:: REQUEST 1 ::
Please give everything in the entries from the line containing "Could you put a marker on each instance of the grey" down to the line containing "point(248, 626)", and only those lines, as a Markdown table with the columns Row and Line, leaving out blank lines.

:: DOCUMENT SEGMENT ::
%%
For all intents and purposes, the World Series ended on Miguel Cabrera's pop-up in the fifth inning of Game 3. It was the symbolic play of the 2012 Fall Classic: The Giants have maximized their opportunities, and the Tigers have not. More than any one play, that pop-up summed up why San Francisco has a 3-0 lead and could very well end the series Sunday night.

But Saturday night, Detroit lost a second straight 2-0 game and joined the 1966 Los Angeles Dodgers with the dubious distinction of being shut out in back-to-back World Series games. A pair of runs scored by the Giants in the second inning might as well have been 20, because the toothless Tigers simply could not generate offense against Ryan Vogelsong, Tim Lincecum and Sergio Romo.

Highlights of Game 3 from Detroit.
The shame of it is that Anibal Sanchez pitched well tonight for the second time this postseason, only to lose. Like his first loss against the Oakland A's, Sanchez was more than good enough to win. His final line was very good: Seven innings, six hits, two runs and eight strikeouts. But like that start in Oakland a couple weeks ago, there was no offense to be found.
%%
:: REQUEST 2 ::
Write out everything in the article on Game 3 of the 2012 World Series from "For all intents" down to "series Sunday night.", replacing "pop-up" with "pop fly".

:: STORED ROWS ::
%%
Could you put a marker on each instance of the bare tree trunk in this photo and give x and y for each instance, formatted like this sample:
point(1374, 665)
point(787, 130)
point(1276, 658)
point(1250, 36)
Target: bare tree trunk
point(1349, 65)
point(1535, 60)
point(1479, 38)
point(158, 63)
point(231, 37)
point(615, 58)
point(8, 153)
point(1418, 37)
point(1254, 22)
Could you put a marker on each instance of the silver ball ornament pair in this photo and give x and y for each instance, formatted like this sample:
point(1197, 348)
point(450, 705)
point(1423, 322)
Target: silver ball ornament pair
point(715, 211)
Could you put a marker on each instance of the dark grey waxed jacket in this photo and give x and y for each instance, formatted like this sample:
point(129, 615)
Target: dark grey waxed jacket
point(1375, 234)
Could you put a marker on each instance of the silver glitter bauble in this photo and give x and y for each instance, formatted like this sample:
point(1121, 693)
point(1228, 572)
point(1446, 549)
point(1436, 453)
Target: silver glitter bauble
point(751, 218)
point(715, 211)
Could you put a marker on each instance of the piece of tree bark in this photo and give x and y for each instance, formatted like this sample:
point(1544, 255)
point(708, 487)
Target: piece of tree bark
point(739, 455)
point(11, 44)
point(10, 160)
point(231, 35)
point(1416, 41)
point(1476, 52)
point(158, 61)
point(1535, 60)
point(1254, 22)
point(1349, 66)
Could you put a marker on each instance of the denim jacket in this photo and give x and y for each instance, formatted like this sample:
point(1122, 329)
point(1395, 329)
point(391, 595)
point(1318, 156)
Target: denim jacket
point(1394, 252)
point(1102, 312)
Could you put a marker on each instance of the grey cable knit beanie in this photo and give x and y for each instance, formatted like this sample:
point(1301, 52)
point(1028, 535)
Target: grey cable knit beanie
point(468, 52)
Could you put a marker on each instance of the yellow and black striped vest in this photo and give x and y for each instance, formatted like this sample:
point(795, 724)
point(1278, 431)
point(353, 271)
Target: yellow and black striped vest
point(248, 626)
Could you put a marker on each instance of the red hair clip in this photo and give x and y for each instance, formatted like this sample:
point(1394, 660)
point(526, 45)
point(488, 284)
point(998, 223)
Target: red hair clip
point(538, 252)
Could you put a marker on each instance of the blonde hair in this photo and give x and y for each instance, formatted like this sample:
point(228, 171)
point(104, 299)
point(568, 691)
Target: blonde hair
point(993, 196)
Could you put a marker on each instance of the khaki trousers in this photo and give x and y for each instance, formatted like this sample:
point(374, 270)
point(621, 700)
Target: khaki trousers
%%
:: FINISHED ANSWER 1 ::
| Row | Line |
|---|---|
| 1 | Could you put a marker on each instance of the grey cable knit beanie in this photo and give x and y for each instance, formatted like this sample: |
| 2 | point(1301, 52) |
| 3 | point(1028, 535) |
| 4 | Target: grey cable knit beanie |
| 5 | point(468, 52) |
| 6 | Could you put a marker on each instance of the yellow and black striped vest in this photo and give x and y for each instance, formatted like this sample: |
| 7 | point(795, 724) |
| 8 | point(1278, 431) |
| 9 | point(353, 271) |
| 10 | Target: yellow and black striped vest |
| 11 | point(248, 626) |

:: FINISHED ANSWER 2 ::
For all intents and purposes, the World Series ended on Miguel Cabrera's pop fly in the fifth inning of Game 3. It was the symbolic play of the 2012 Fall Classic: The Giants have maximized their opportunities, and the Tigers have not. More than any one play, that pop fly summed up why San Francisco has a 3-0 lead and could very well end the series Sunday night.